▶ To be done:
A. Transcribe the part of the essay on democracy and elections starting at "For a revised" and ending at "of their ballots.".
B. Please rescale the entries starting at the line containing "Q: For every instance of the church" and ending at the last line of the entries, both included. Repeat every line in that span, changing only the coordinates given as answers: multiply each by 1.6 and round to whole numbers, with halves rounding up.

▶ Excerpt:

■ ■ ■ ■ ■ ■ ■

Democracy Is More Than Just Elections

*Democracy is three wolves and a sheep voting on what should be for supper”

Dr. Gary K. Busch

 

For a revised version please click here:

http://www.ocnus.net/artman2/publish/Editorial_10/Democracy-Is-More-Than-Just-Elections.shtml

 

There is a lot of talk about expanding democracy worldwide by supervising and monitoring ‘free and fair elections”. There is an international industry of election monitors and guides who are sent by United Nations organisations, NGOs like the Carter Centre and the European Union to the poor, benighted Third World governments who need this layer of legitimacy on their electoral efforts to make their elections appear free and fair. Even more importantly, there are voting machine companies (some now ‘touch-screen’) which provide their voting machines (by sale or rental) to the national electoral commissions in order to facilitate the voting and counting of their ballots.

This type of voting was pioneered in the US, where the voting technology business is dominated by Republican-leaning U.S. and foreign corporations. Today, two Republican-controlled corporations, Election Systems and Software (ES&S) and Diebold Voting Systems, and a British-based company, Sequoia, control about 80% of the vote count in the U.S... Meanwhile, the long history of election upsets due to voting machine "glitches", that overwhelmingly favour Republican candidates, continues to grow.[i]

 Military defence contractors that also provide election services include: Accenture (a business partner of Halliburton, also a defence contractor), Diebold Voting Systems, Northrop Grumman/Diversified Dynamics/TRW (partners with Science Applications International Corporation, SAIC, also in defence industry), General Dynamics/Computing Devices Canada, Unisys (partners with ES&S), National Semiconductor Corporation, Hart Intercivic, Booz-Allen & Hamilton, and Perot Systems Government Services, Inc.. [ii]

In the US there is no federal agency that has regulatory authority over the elections industry. There are no government standards or restrictions on who can sell and service voting machines and systems. Foreigners, convicted criminals, office holders, political candidates, and news media organizations can and do own these companies. It appears that these companies are dominated by members of the Republican Party and foreign investors. Jack Kemp, a former GOP candidate for vice president in 1996 is on the board of directors for Election.com, while Senator Chuck Hagel (R-NE) was the past president of the company (AIS) that counted the votes in his first election and an investor in the company (ES&S) that counted the votes in his second election. At least four companies are foreign-owned: Sequoia (UK), Accenture/Election.com (UK Bermuda), EVS (Japan), and N.V. Nederlandsche Apparatenfabriek (Netherlands). Election.com was formerly owned by Osan, Ltd., a Saudi Arabian firm. Many voting machine companies appear to share managers, investors, and equipment which raises questions of conflict-of-interest and monopolistic practices.[iii]

These voting machines have been made famous by the inexplicable results achieved in the elections in the Dominican Republic, Guyana and the State of Ohio; to name but a few Certainly no one will ever forget the ‘hanging chads’ which put George Bush into office through a Supreme Court coup. It is very difficult to prove that the results have been tampered with as, quite often, the voting rolls have been perfected by excluding whole sections of the population from qualifying.

■ ■ ■ ■ ■ ■ ■

▶ Information provided:
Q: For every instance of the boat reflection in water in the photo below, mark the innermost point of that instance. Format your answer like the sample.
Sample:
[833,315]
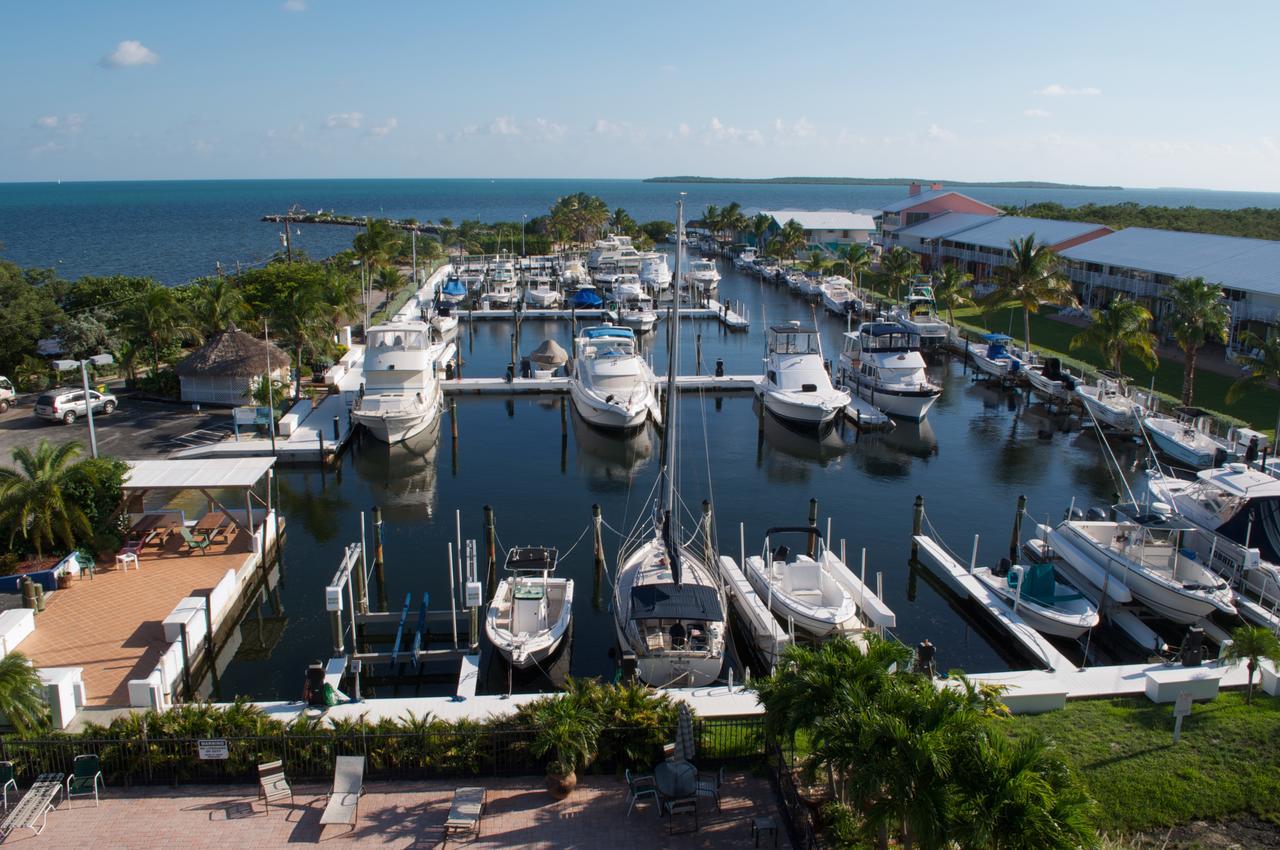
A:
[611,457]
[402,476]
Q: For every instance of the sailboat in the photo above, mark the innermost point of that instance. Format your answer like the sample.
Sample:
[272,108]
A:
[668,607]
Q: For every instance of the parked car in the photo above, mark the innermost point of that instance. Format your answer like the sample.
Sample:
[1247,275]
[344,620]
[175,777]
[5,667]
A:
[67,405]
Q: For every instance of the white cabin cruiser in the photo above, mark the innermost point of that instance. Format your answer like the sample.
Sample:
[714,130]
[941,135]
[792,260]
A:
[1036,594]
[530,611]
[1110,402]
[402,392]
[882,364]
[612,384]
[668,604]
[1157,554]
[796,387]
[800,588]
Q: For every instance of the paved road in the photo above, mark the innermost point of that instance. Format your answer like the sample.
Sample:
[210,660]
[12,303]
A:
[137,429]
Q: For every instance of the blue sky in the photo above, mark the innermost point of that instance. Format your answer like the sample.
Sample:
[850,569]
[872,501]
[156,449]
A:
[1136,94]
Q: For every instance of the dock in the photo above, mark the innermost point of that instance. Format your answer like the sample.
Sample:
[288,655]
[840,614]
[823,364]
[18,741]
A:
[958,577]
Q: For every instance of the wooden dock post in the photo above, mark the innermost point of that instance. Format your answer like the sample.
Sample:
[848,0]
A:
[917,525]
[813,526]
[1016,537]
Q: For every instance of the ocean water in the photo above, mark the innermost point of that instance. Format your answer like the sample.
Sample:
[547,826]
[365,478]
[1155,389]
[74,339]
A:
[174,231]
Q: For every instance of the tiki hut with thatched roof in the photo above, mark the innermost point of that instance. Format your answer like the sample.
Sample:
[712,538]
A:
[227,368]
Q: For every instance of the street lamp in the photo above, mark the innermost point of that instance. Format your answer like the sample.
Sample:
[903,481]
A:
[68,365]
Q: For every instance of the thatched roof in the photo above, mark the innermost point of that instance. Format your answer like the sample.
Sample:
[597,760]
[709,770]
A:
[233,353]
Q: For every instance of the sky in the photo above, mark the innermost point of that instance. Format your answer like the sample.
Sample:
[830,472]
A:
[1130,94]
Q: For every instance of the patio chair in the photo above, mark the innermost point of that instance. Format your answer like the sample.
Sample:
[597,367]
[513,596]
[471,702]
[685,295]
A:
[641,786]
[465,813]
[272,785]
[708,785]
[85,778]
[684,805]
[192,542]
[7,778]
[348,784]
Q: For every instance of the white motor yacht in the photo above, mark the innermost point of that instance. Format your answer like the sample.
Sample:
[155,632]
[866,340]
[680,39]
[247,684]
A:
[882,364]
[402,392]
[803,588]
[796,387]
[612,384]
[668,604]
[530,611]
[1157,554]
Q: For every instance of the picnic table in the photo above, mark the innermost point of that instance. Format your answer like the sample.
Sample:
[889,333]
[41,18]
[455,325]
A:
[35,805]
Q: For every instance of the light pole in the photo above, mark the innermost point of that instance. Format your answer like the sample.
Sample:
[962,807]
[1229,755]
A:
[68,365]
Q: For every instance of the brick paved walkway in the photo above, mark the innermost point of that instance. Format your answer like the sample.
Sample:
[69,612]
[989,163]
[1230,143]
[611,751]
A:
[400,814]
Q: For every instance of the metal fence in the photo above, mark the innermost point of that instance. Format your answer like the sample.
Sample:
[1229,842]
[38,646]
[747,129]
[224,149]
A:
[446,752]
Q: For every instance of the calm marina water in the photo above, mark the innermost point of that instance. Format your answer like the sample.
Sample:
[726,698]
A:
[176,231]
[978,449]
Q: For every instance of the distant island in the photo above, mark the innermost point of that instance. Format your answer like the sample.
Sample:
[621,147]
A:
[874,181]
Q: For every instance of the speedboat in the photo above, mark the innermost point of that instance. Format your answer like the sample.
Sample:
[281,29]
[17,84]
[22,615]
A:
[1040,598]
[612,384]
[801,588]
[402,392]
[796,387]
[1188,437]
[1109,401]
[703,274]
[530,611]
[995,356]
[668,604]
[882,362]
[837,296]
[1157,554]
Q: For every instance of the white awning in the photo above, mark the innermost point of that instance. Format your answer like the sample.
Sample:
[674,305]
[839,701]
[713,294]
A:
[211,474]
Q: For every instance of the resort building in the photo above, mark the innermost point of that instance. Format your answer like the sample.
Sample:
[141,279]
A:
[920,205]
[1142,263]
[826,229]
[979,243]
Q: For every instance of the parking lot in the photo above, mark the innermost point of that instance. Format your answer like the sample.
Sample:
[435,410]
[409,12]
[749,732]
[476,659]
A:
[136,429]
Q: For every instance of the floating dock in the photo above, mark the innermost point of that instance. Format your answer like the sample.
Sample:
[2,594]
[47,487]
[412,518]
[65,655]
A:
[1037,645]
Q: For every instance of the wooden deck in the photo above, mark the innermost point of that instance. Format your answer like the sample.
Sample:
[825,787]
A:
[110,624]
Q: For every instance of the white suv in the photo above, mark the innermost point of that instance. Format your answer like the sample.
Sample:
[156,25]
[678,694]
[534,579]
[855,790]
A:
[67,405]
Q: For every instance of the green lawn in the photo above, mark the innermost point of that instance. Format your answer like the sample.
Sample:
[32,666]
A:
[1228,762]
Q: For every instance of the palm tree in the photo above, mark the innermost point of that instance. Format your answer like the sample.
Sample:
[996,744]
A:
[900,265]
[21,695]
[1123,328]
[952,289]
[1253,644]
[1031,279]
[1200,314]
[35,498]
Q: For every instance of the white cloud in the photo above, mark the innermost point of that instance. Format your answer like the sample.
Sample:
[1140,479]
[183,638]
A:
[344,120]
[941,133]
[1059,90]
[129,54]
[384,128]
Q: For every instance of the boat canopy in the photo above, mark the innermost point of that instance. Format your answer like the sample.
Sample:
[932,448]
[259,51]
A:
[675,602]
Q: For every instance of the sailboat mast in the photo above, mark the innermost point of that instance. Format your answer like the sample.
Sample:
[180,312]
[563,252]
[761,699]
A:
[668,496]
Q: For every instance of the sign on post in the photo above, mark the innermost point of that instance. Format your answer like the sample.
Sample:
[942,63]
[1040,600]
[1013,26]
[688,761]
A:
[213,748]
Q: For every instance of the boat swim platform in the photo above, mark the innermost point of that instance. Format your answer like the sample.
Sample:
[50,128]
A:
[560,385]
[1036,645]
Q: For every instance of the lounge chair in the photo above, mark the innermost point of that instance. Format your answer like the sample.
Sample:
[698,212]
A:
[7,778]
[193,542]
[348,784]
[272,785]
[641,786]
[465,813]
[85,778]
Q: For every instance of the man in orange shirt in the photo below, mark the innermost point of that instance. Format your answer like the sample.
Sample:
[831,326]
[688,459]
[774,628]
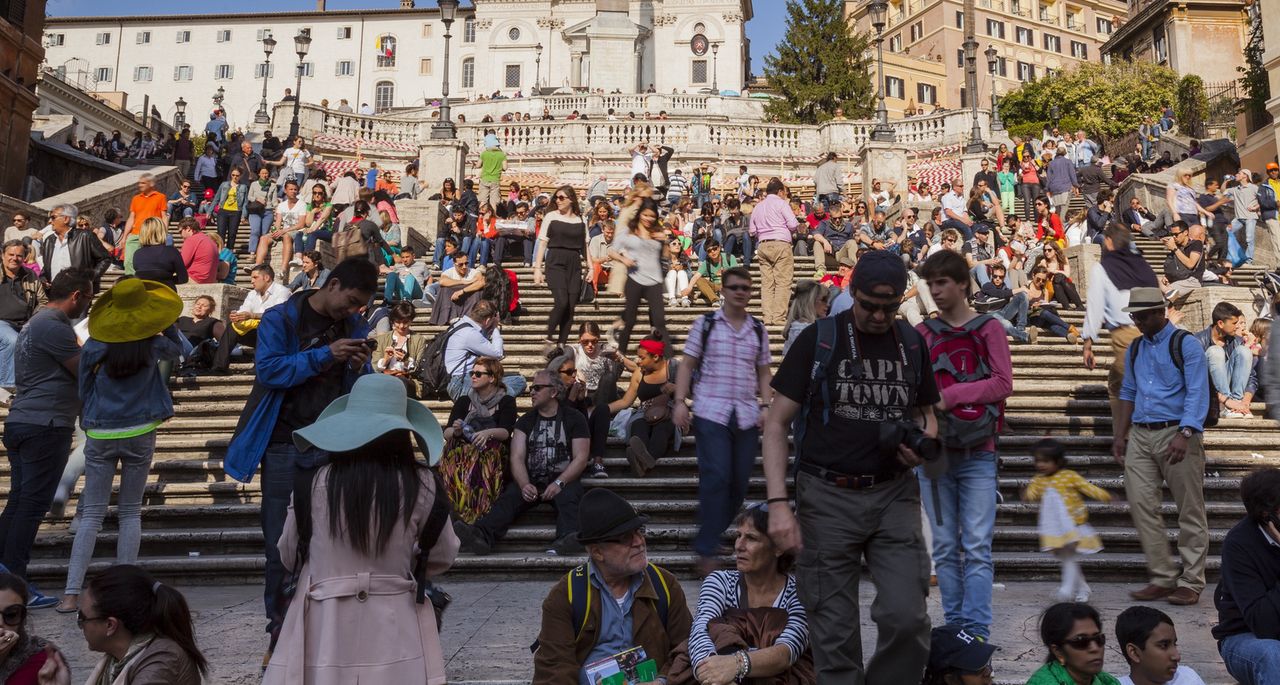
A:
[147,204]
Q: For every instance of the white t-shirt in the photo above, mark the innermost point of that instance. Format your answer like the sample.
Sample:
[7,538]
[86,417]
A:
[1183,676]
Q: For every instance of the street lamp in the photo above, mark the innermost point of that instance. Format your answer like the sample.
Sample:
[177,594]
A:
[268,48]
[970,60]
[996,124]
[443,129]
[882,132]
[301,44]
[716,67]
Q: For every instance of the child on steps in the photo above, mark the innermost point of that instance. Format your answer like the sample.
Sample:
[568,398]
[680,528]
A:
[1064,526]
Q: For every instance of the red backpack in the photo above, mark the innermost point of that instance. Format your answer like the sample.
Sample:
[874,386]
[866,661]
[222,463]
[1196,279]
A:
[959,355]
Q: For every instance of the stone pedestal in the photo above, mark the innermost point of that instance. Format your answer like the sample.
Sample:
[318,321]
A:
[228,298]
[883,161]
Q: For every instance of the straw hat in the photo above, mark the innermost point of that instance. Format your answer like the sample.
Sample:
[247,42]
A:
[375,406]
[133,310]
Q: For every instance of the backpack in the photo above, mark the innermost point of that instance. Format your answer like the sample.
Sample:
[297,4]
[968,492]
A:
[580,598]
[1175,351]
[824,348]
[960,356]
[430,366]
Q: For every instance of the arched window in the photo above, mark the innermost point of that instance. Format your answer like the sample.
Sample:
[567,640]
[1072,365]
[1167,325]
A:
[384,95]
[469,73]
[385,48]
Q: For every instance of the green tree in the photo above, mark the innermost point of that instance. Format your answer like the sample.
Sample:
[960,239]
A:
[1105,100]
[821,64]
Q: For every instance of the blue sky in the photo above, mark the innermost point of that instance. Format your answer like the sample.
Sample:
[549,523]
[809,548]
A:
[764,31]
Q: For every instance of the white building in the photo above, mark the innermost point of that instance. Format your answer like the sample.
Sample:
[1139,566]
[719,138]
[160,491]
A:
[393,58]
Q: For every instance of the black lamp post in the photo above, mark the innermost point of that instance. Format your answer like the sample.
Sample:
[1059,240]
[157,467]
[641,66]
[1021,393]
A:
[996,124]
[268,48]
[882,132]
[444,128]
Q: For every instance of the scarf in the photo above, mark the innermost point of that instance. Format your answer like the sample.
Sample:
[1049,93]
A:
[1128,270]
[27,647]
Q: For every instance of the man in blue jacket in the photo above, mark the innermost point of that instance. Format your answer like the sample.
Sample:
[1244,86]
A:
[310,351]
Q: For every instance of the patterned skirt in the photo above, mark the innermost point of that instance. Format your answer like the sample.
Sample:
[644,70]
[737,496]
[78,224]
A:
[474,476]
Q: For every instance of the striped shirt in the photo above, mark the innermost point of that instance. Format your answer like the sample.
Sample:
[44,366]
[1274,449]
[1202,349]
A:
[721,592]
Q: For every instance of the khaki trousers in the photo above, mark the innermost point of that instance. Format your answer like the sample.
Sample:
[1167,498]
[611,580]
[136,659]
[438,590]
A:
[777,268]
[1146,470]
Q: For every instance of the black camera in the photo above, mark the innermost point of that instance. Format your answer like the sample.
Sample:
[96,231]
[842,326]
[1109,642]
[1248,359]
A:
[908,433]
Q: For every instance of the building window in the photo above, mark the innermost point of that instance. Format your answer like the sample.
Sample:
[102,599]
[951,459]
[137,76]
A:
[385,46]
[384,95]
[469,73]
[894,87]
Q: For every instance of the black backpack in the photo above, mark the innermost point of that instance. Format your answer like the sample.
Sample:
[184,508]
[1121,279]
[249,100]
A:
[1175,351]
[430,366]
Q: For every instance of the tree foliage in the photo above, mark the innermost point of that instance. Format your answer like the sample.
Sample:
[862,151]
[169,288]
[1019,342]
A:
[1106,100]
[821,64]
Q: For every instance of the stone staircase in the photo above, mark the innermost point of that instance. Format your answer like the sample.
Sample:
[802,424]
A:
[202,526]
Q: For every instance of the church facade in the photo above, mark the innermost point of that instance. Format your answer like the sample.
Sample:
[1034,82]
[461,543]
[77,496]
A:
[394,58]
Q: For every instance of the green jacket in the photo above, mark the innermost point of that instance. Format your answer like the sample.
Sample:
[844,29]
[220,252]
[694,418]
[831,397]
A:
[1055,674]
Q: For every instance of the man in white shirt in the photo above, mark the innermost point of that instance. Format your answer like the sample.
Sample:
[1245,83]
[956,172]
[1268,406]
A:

■ ■ ■ ■ ■ ■ ■

▶ Answers per task:
A.
For a revised version please click here:

http://www.ocnus.net/artman2/publish/Editorial_10/Democracy-Is-More-Than-Just-Elections.shtml

 

There is a lot of talk about expanding democracy worldwide by supervising and monitoring ‘free and fair elections”. There is an international industry of election monitors and guides who are sent by United Nations organisations, NGOs like the Carter Centre and the European Union to the poor, benighted Third World governments who need this layer of legitimacy on their electoral efforts to make their elections appear free and fair. Even more importantly, there are voting machine companies (some now ‘touch-screen’) which provide their voting machines (by sale or rental) to the national electoral commissions in order to facilitate the voting and counting of their ballots.

B.
Q: For every instance of the church facade in the photo above, mark the innermost point of that instance. Format your answer like the sample.
Sample:
[1034,82]
[461,543]
[77,496]
A:
[630,93]
Q: For every instance of the green jacket in the photo above, mark the innermost point of that instance. Format your answer like the sample.
Sample:
[844,29]
[220,252]
[694,418]
[831,397]
A:
[1688,1078]
Q: For every instance of the man in white shirt in the photo above, mark the innermost point of that instance. Format your answer like the sample.
Sample:
[1245,83]
[956,172]
[1268,406]
A:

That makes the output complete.